[start]

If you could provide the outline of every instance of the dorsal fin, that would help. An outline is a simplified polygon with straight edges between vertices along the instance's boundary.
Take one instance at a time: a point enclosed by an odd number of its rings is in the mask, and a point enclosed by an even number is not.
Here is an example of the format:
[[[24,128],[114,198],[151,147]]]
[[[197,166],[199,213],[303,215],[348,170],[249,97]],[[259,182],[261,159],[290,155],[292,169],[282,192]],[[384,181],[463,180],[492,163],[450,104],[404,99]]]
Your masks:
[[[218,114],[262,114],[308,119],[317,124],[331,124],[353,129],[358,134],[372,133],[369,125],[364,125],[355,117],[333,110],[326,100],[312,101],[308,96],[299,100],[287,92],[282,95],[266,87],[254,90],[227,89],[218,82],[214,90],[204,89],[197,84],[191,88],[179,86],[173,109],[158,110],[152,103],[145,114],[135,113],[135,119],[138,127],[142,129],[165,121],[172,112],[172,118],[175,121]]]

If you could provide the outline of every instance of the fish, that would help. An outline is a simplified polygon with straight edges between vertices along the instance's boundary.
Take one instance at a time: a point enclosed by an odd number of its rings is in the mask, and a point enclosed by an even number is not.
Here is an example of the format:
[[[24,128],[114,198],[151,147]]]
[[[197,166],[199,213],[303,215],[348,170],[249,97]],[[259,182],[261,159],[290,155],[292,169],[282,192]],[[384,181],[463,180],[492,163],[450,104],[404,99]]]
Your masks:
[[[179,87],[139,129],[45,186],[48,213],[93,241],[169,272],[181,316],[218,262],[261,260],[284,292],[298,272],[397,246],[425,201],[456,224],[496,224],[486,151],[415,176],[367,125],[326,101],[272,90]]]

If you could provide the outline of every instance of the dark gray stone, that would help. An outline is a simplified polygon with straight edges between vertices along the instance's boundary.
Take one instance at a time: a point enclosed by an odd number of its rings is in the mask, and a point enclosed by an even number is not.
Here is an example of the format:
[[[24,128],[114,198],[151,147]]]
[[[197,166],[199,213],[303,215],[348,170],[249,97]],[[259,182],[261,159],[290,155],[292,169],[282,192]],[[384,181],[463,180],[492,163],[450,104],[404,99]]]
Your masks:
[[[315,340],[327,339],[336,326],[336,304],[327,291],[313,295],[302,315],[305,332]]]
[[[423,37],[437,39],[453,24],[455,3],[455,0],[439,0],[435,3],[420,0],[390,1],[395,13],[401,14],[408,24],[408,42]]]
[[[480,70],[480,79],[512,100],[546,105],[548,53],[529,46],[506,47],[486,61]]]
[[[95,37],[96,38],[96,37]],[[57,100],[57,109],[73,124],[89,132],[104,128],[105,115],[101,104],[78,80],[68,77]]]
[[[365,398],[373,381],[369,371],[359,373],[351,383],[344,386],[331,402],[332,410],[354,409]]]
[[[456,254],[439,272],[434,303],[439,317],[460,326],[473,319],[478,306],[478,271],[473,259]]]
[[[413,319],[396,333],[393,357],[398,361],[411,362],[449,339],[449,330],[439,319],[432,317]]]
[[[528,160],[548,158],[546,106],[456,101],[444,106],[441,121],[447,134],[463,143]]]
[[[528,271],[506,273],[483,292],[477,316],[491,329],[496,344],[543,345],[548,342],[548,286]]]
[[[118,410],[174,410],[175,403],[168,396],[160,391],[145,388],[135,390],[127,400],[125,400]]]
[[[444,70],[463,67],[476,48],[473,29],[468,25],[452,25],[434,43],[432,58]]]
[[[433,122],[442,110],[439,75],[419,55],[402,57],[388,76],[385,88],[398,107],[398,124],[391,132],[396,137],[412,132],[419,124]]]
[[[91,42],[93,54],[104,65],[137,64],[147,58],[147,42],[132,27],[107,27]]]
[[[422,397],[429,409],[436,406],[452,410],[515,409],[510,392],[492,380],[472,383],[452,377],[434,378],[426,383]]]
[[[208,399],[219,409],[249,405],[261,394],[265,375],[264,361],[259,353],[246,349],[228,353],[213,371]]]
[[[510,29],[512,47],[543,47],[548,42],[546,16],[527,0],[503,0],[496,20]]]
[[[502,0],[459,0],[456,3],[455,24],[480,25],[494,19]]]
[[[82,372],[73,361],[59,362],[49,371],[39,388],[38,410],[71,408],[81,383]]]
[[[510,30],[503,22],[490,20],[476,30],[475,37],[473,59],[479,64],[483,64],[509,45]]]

[end]

How many lines in the rows above contain the string "straight"? Case matters. Reply with the number only.

3